## Teks Hasil Ekstraksi
┄┄┄┄┄┄┄┄┄┄

Tuesday, April 3, 2012

Wadi'ah


BAB I
PENDAHULUAN
A.      Latar Belakang
Islam agama yang lengkap dan sempurna telah meletakkan kaedah-kaedah dasar dan aturan dalam semua sisi kehidupan manusia baik dalam ibadah dan juga mu’amalah (hubungan antar makhluk). Setiap orang mesti butuh berinteraksi dengan lainnya untuk saling menutupi kebutuhan dan saling tolong menolong diantara mereka. Karena itulah sangat perlu sekali kita mengetahui aturan islam dalam seluruh sisi kehidupan kita sehari-hari, diantaranya yang bersifat interaksi social dengan sesama manusia, khususnya berkenaan dengan berpindahnya harta dari satu tangan ketangan yang lainnya.

┄┄┄┄┄┄┄┄┄┄

## Latihan Soal
a: Menurut teks tentang wadi'ah, apa arti istilah mu’amalah?
b: Tentukan apakah setiap pernyataan berikut sesuai dengan teks tentang wadi'ah. (i) Islam meletakkan kaidah dasar hanya dalam bidang ibadah. (ii) Setiap orang perlu berinteraksi dengan orang lain untuk saling menutupi kebutuhan. (iii) Teks menyoroti secara khusus perpindahan harta dari satu tangan ke tangan lain.
c: Tuliskan kelanjutan teks tentang wadi'ah, dimulai setelah kalimat terakhirnya.

┄┄┄┄┄┄┄┄┄┄

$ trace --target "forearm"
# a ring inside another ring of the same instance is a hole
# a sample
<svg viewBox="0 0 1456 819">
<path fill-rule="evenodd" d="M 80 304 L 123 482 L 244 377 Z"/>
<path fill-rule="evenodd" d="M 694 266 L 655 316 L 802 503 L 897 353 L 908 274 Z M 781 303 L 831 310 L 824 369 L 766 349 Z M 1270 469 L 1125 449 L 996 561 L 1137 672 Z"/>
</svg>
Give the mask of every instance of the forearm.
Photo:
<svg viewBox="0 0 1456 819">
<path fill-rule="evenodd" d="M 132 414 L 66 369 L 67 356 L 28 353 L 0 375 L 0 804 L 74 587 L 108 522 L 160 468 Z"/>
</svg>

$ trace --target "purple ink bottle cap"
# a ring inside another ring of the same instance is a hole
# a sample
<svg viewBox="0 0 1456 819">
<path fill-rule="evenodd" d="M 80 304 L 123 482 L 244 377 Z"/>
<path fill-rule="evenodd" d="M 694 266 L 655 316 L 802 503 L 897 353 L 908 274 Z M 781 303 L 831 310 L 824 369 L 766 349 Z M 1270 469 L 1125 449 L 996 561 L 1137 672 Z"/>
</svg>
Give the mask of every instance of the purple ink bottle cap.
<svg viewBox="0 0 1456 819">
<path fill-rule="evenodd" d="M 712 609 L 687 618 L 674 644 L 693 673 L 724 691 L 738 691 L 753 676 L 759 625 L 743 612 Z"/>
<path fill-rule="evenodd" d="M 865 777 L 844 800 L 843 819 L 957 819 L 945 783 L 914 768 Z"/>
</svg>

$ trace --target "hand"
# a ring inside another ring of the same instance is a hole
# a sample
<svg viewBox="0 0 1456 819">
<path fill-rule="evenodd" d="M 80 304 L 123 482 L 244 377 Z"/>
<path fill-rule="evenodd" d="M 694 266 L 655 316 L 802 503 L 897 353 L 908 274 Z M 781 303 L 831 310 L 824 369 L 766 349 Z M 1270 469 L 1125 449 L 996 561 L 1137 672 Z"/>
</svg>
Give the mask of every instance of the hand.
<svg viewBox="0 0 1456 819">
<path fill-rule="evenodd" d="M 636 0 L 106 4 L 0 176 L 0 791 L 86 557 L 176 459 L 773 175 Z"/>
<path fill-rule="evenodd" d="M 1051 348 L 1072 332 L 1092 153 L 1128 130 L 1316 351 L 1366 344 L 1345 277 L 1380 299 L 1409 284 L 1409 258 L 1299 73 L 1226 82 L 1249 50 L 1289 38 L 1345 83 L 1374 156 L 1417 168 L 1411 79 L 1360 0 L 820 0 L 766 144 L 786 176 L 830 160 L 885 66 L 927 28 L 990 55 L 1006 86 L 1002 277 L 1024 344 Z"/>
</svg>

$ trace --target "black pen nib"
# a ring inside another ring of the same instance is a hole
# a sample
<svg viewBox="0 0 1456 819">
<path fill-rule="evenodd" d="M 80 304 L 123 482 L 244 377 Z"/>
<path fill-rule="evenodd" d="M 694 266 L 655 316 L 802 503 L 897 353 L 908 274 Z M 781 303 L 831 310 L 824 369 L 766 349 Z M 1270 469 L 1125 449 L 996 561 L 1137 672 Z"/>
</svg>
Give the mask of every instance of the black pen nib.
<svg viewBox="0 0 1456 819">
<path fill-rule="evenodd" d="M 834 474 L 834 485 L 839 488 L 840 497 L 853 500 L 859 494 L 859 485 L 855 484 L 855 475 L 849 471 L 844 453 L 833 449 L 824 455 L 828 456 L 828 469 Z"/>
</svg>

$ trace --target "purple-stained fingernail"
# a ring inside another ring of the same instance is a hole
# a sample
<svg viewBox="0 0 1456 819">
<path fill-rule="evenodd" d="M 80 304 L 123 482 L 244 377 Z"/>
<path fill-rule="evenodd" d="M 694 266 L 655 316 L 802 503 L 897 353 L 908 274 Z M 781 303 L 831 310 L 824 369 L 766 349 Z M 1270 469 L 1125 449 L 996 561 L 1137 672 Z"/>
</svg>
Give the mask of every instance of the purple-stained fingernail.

┄┄┄┄┄┄┄┄┄┄

## Kunci Jawaban
a: Mu’amalah berarti hubungan antar makhluk.

b:
(i) Tidak: "baik dalam ibadah dan juga mu’amalah (hubungan antar makhluk)".
(ii) Ya: "Setiap orang mesti butuh berinteraksi dengan lainnya untuk saling menutupi kebutuhan".
(iii) Ya: "khususnya berkenaan dengan berpindahnya harta dari satu tangan ketangan yang lainnya".

c:
Dalam perkembangan konsep al-wadi’ah di berbagai dunia Islam dijumpai berbagai bentuk, semakin bervariasi, dan pihak-pihak yang terlibat pun semakin semakin beragam. Misalnya, giro pos dan tabungan yang dikelola oleh pihak perbankan, pada dasarnya merupakan barang titipan yang dapat di ambil setiap saat oleh orang yang menitipkan.
Ironisnya banyak kaum muslimin yang belum mengenal aturan indah dan adil Islam mengenai hal ini. Padahal perkara ini bukanlah perkara baru dalam kehidupan mereka, sudah sejak lama mereka mengenal jenis transaksi seperti ini. Sebagai akibatnya terjadi kedzoliman dan saling memakan harta saudaranya dengan batil.
B.      Tujuan
1.     Mengetahui wadi’ah secara spesifik baik dalam definisi, dasar hukum, syarat maupun rukun dan pembagiannya
2.     Mengetehui pengaflikasian dalam perbankan
3.     Dapat mengetahui perhimpunan dana pada bank baik dalam bentuk deposit maupun tabungan
C.      Rumusan Masalah
1.       Apa yang di maksud dengan wadi’ah secara bahsa maupun secara istilah?
2.       Apa saja yang menjadi dasar hukum, syarat, rukun, macam-macam dan manfaat wadi’ah?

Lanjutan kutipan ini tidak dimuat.